● **Data rows**
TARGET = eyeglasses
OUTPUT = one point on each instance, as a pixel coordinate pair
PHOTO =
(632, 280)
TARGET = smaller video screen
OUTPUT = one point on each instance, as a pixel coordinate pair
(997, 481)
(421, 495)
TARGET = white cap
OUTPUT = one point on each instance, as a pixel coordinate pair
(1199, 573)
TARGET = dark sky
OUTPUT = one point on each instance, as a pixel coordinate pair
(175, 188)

● **Directive**
Transcribe each entry precisely, missing none.

● **The response**
TARGET = eyeglasses
OUTPUT = one point on each instance, as a pixel coordinate pair
PHOTO =
(632, 280)
TARGET = smaller video screen
OUTPUT = one point on each instance, as a pixel coordinate pair
(997, 481)
(421, 495)
TARGET = white cap
OUTPUT = one point on each instance, as a pixel coordinate pair
(1199, 573)
TARGET = dark sky
OUTPUT = one point on each instance, as a pixel coordinate pair
(175, 188)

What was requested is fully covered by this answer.